## PROBLEM STATEMENT
Copy every line from the one containing "[locate] illuminated tree" through the last line of the records below, both included, and nothing else.

## RECORDS TO USE
* begin *
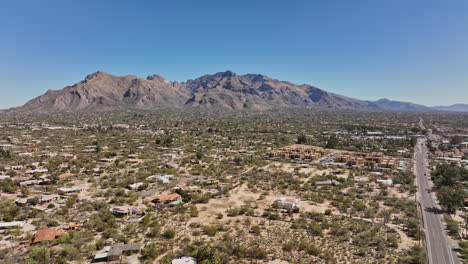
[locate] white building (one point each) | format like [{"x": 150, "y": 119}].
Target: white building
[
  {"x": 385, "y": 181},
  {"x": 184, "y": 260}
]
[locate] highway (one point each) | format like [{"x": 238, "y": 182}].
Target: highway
[{"x": 440, "y": 248}]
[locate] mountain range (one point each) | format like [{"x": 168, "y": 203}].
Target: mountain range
[{"x": 101, "y": 91}]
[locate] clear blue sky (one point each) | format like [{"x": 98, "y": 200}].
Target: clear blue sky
[{"x": 410, "y": 50}]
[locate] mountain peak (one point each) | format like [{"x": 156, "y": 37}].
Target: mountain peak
[
  {"x": 156, "y": 77},
  {"x": 95, "y": 75},
  {"x": 101, "y": 91},
  {"x": 226, "y": 74}
]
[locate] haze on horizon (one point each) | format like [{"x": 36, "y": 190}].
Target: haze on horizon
[{"x": 402, "y": 50}]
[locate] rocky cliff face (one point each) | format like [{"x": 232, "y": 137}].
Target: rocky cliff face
[{"x": 225, "y": 90}]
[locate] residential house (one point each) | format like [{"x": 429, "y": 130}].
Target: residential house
[
  {"x": 287, "y": 202},
  {"x": 115, "y": 252},
  {"x": 385, "y": 181},
  {"x": 11, "y": 224},
  {"x": 69, "y": 189},
  {"x": 124, "y": 210},
  {"x": 166, "y": 199},
  {"x": 328, "y": 182},
  {"x": 184, "y": 260},
  {"x": 47, "y": 234}
]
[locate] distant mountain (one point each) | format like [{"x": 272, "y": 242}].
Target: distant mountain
[
  {"x": 101, "y": 91},
  {"x": 386, "y": 104},
  {"x": 453, "y": 108}
]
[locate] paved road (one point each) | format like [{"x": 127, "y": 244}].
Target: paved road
[{"x": 439, "y": 245}]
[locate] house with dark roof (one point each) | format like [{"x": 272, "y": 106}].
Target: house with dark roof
[{"x": 115, "y": 252}]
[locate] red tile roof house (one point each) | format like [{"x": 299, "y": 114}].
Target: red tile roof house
[
  {"x": 47, "y": 234},
  {"x": 165, "y": 200},
  {"x": 287, "y": 202}
]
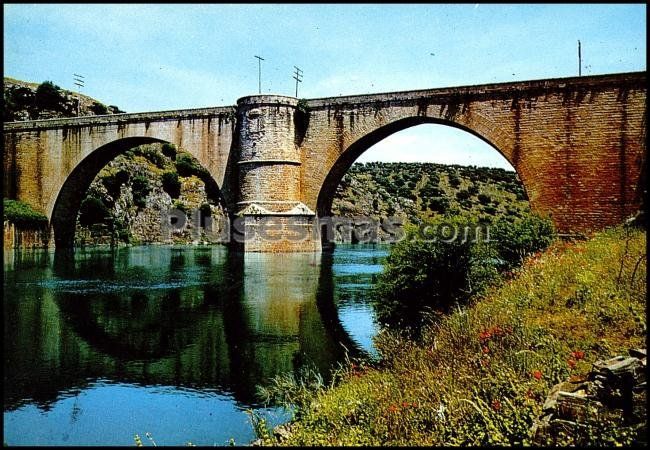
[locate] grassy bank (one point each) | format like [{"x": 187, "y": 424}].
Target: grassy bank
[{"x": 482, "y": 373}]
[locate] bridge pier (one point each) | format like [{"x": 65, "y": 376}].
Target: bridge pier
[{"x": 270, "y": 214}]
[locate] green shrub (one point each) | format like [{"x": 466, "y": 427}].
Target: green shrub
[
  {"x": 92, "y": 211},
  {"x": 48, "y": 96},
  {"x": 484, "y": 199},
  {"x": 116, "y": 109},
  {"x": 99, "y": 108},
  {"x": 141, "y": 188},
  {"x": 171, "y": 184},
  {"x": 169, "y": 150},
  {"x": 180, "y": 205},
  {"x": 425, "y": 276},
  {"x": 187, "y": 165},
  {"x": 22, "y": 214},
  {"x": 113, "y": 182},
  {"x": 515, "y": 239}
]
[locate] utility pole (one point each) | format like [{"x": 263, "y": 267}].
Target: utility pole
[
  {"x": 79, "y": 81},
  {"x": 298, "y": 77},
  {"x": 259, "y": 72}
]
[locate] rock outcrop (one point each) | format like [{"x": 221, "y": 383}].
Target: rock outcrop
[{"x": 607, "y": 407}]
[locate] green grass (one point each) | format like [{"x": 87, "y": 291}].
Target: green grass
[
  {"x": 22, "y": 214},
  {"x": 481, "y": 374}
]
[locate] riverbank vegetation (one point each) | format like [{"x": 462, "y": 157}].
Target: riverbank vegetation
[
  {"x": 22, "y": 214},
  {"x": 479, "y": 374}
]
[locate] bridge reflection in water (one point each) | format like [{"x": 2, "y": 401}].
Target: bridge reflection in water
[{"x": 202, "y": 319}]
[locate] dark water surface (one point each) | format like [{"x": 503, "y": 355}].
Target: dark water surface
[{"x": 102, "y": 345}]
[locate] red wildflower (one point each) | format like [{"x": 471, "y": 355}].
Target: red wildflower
[
  {"x": 485, "y": 335},
  {"x": 578, "y": 354}
]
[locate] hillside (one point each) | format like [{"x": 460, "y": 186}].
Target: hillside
[
  {"x": 25, "y": 100},
  {"x": 415, "y": 191},
  {"x": 130, "y": 212}
]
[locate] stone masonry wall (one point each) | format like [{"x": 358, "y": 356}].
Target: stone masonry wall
[{"x": 577, "y": 144}]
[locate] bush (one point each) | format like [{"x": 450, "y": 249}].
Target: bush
[
  {"x": 439, "y": 204},
  {"x": 48, "y": 96},
  {"x": 99, "y": 108},
  {"x": 115, "y": 109},
  {"x": 187, "y": 165},
  {"x": 141, "y": 188},
  {"x": 484, "y": 199},
  {"x": 169, "y": 150},
  {"x": 92, "y": 211},
  {"x": 515, "y": 239},
  {"x": 22, "y": 214},
  {"x": 423, "y": 278},
  {"x": 113, "y": 182},
  {"x": 171, "y": 184}
]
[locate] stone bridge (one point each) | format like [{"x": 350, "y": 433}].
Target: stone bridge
[{"x": 577, "y": 144}]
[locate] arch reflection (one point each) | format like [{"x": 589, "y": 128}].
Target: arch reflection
[{"x": 202, "y": 318}]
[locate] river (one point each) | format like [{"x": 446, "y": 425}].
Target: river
[{"x": 101, "y": 345}]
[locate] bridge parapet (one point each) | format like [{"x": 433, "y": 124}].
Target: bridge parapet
[{"x": 126, "y": 118}]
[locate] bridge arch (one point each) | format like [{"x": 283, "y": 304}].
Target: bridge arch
[
  {"x": 481, "y": 128},
  {"x": 69, "y": 197}
]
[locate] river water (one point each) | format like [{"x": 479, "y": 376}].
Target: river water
[{"x": 102, "y": 345}]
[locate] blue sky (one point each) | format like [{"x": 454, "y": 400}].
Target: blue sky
[{"x": 157, "y": 57}]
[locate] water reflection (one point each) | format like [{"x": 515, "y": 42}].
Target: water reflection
[{"x": 203, "y": 320}]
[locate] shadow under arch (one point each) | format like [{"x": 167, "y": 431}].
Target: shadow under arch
[
  {"x": 71, "y": 194},
  {"x": 360, "y": 146}
]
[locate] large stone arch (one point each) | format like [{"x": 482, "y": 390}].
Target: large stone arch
[
  {"x": 482, "y": 129},
  {"x": 65, "y": 208}
]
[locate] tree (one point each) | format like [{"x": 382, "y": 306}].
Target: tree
[{"x": 48, "y": 96}]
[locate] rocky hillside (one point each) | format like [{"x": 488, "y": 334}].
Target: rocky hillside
[
  {"x": 29, "y": 101},
  {"x": 414, "y": 191},
  {"x": 126, "y": 199},
  {"x": 131, "y": 199}
]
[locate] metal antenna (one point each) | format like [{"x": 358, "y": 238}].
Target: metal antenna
[
  {"x": 79, "y": 81},
  {"x": 298, "y": 77},
  {"x": 259, "y": 72}
]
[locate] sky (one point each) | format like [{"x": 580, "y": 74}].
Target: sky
[{"x": 174, "y": 56}]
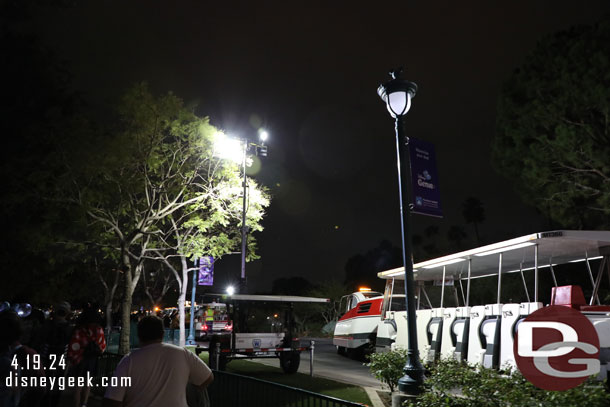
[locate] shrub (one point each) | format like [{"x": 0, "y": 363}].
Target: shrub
[
  {"x": 388, "y": 366},
  {"x": 455, "y": 384}
]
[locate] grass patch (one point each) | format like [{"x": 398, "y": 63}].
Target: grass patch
[{"x": 299, "y": 380}]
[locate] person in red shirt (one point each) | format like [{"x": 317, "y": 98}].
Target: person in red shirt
[{"x": 86, "y": 345}]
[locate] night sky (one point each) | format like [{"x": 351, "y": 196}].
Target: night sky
[{"x": 308, "y": 72}]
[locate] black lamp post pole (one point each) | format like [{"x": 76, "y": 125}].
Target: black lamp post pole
[
  {"x": 414, "y": 371},
  {"x": 244, "y": 229}
]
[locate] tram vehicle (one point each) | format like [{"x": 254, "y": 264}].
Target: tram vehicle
[
  {"x": 356, "y": 328},
  {"x": 451, "y": 325}
]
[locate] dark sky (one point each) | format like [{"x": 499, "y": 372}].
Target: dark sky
[{"x": 308, "y": 71}]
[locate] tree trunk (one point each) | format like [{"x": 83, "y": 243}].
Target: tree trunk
[
  {"x": 126, "y": 306},
  {"x": 182, "y": 299}
]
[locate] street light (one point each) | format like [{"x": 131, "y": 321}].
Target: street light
[
  {"x": 397, "y": 94},
  {"x": 237, "y": 151}
]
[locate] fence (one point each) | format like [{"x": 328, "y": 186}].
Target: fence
[{"x": 230, "y": 389}]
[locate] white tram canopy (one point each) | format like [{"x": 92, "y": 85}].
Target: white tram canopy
[{"x": 538, "y": 250}]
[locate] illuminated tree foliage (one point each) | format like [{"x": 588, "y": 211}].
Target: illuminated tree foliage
[
  {"x": 150, "y": 186},
  {"x": 553, "y": 127}
]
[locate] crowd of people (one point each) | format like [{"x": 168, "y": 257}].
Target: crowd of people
[{"x": 67, "y": 344}]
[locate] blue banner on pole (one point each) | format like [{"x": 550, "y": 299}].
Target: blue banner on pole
[
  {"x": 426, "y": 197},
  {"x": 206, "y": 271}
]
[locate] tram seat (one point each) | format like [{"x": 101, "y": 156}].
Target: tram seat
[
  {"x": 490, "y": 335},
  {"x": 511, "y": 313},
  {"x": 434, "y": 332},
  {"x": 459, "y": 333},
  {"x": 422, "y": 318},
  {"x": 447, "y": 343},
  {"x": 475, "y": 347}
]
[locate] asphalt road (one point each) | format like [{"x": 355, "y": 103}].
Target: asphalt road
[{"x": 330, "y": 365}]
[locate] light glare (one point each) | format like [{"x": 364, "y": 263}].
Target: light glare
[{"x": 228, "y": 148}]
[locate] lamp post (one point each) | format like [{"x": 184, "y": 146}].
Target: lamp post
[
  {"x": 397, "y": 94},
  {"x": 191, "y": 339}
]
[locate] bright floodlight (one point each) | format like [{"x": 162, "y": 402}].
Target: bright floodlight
[
  {"x": 263, "y": 135},
  {"x": 228, "y": 148}
]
* end *
## RESULT
[locate] illuminated tree foliage (one point each) | format like [{"x": 588, "y": 211}].
Target: illuminated tree foliage
[
  {"x": 150, "y": 186},
  {"x": 553, "y": 127}
]
[locate] crowd of people (one point each) | format like [{"x": 168, "y": 257}].
Target: crowd of people
[{"x": 67, "y": 344}]
[locate] blue banner on pole (one point each) | format like [{"x": 550, "y": 299}].
Target: blue banner on pole
[
  {"x": 426, "y": 197},
  {"x": 206, "y": 271}
]
[locate] tram seat (one point each) | format like [{"x": 101, "y": 156}].
Target: tram seat
[
  {"x": 490, "y": 335},
  {"x": 511, "y": 313},
  {"x": 434, "y": 332},
  {"x": 459, "y": 333},
  {"x": 422, "y": 318},
  {"x": 447, "y": 343},
  {"x": 475, "y": 347}
]
[locate] asphalt road (one point each) | format like [{"x": 355, "y": 103}].
Target: asphalt road
[{"x": 330, "y": 365}]
[locate] light glare (one point each) | format like [{"x": 364, "y": 263}].
Target: light glare
[{"x": 228, "y": 148}]
[locate] lamp post (one point each) | format like [{"x": 184, "y": 146}].
Target: lamp post
[
  {"x": 397, "y": 94},
  {"x": 191, "y": 339}
]
[locate] bright floodlight (one point each) | format like [{"x": 162, "y": 402}].
Target: bright floodlight
[
  {"x": 263, "y": 135},
  {"x": 228, "y": 148}
]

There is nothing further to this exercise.